What this task involves ->
Could you rescale the records below, from the line with "Crossing-audit request: pin the signpost" up to and including the last line, by writing out every one of those lines again with each marker coordinate multiplied by 0.75 and rounded to a whole number, halves rounding up? Keep the request lines unchanged.
>> Begin
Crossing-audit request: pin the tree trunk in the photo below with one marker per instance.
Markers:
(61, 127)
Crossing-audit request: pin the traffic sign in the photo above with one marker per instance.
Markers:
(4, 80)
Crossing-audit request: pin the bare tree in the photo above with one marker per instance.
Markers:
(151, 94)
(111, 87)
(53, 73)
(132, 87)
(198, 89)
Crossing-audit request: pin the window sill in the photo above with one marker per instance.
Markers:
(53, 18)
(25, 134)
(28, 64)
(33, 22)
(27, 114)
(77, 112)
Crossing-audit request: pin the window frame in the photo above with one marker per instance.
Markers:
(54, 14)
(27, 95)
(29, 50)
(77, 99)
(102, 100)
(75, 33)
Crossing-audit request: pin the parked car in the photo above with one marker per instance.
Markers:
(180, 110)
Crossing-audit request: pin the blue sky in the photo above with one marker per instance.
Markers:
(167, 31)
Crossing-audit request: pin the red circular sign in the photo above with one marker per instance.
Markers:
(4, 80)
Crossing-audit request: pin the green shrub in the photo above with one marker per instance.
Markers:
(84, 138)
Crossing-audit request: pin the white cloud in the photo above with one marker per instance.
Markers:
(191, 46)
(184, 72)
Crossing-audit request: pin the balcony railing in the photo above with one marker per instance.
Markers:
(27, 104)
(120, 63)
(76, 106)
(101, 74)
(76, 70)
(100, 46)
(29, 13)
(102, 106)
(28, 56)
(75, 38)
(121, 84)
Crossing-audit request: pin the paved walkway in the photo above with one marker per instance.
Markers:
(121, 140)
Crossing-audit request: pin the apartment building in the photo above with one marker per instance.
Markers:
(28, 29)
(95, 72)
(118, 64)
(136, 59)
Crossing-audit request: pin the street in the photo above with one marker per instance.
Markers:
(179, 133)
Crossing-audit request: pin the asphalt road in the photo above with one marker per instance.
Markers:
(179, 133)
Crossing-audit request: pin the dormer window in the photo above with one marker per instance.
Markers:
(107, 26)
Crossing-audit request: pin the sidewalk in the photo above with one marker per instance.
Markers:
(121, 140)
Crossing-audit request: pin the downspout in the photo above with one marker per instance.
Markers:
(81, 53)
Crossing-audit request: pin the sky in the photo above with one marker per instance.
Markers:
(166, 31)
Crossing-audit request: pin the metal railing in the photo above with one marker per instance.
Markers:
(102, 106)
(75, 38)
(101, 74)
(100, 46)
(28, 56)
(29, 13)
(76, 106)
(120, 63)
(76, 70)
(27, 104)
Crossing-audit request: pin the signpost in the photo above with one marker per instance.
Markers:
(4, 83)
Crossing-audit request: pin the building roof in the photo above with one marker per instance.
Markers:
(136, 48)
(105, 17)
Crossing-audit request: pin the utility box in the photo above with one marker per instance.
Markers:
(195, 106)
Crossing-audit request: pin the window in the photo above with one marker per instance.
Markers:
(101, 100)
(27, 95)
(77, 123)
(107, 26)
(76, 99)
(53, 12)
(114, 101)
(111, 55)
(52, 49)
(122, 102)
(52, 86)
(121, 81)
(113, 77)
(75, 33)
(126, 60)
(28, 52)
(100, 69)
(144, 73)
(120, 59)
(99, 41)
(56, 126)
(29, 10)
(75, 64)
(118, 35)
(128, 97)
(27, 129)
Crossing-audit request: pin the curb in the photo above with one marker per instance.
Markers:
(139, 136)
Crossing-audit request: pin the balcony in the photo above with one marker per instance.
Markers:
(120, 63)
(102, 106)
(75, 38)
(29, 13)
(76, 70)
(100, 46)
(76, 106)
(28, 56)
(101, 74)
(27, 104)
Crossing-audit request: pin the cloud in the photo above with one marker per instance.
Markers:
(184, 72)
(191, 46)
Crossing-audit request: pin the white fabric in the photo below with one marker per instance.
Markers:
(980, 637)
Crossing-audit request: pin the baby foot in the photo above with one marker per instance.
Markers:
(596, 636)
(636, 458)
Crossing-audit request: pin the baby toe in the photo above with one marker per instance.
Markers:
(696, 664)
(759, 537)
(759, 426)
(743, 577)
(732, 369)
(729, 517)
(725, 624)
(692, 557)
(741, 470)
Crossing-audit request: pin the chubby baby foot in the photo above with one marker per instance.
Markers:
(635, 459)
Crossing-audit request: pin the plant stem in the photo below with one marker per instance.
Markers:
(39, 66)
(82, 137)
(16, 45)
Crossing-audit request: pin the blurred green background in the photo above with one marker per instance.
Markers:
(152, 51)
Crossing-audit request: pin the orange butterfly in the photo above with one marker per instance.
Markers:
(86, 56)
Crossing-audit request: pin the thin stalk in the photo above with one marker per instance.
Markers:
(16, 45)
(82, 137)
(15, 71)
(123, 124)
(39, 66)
>> End
Written response ->
Crossing-audit request: pin the signpost in the photo above with one marker per instance.
Markers:
(3, 62)
Crossing-audit request: pin the building roof in the photo above with one marker per instance.
Markers:
(102, 36)
(79, 13)
Crossing-audit request: pin the utility box in the photo above with one marker per instance.
Markers:
(146, 80)
Crossing-audit request: pin the window in the photo above with one marker per instance.
Markers:
(76, 75)
(20, 71)
(58, 92)
(80, 20)
(57, 74)
(40, 9)
(86, 76)
(83, 41)
(39, 37)
(92, 77)
(39, 65)
(91, 61)
(85, 58)
(56, 25)
(95, 45)
(21, 39)
(75, 52)
(108, 55)
(90, 44)
(74, 31)
(42, 95)
(22, 8)
(56, 48)
(89, 26)
(96, 73)
(20, 97)
Crossing-audit request: pin the curb in the photo above with one marker per instance.
Markers:
(104, 102)
Crossing-audit request: pin the balcony in the photo above with one marker per instance.
Markers:
(90, 47)
(77, 80)
(56, 29)
(22, 10)
(57, 53)
(75, 35)
(57, 80)
(21, 42)
(76, 56)
(20, 78)
Crossing-audit request: pin the cloud in the photo above with one marker per instance.
Markers:
(138, 54)
(143, 35)
Crossing-audit request: pin the white fabric in the photo below with one marker per instance.
Markers:
(735, 478)
Crossing-audit request: pin the baby foot in the photo above with one marker per instance.
Markers:
(447, 477)
(477, 344)
Crossing-audit request: pin the baby toe in the photo above with one marker per instance.
Markers:
(522, 498)
(569, 403)
(569, 320)
(557, 433)
(549, 277)
(547, 388)
(544, 468)
(519, 418)
(556, 353)
Crossing-audit request: pin the chubby baby foot in the photo above with one marker per instance.
Markers:
(476, 344)
Crossing-audit request: pin the plant stem in the photo below with one marker per instance.
Markers:
(29, 50)
(62, 103)
(12, 34)
Crossing-audit request: pin the blurred green background in the photo above with one marker per instance.
Markers:
(114, 38)
Crossing-audit request: pin the orange butterfly in the photo above with one marker per instance.
Markers:
(65, 42)
Crossing-audit request: pin the thin stalk in the photo above with one marker per instance.
Markers:
(12, 34)
(62, 103)
(11, 53)
(92, 93)
(29, 50)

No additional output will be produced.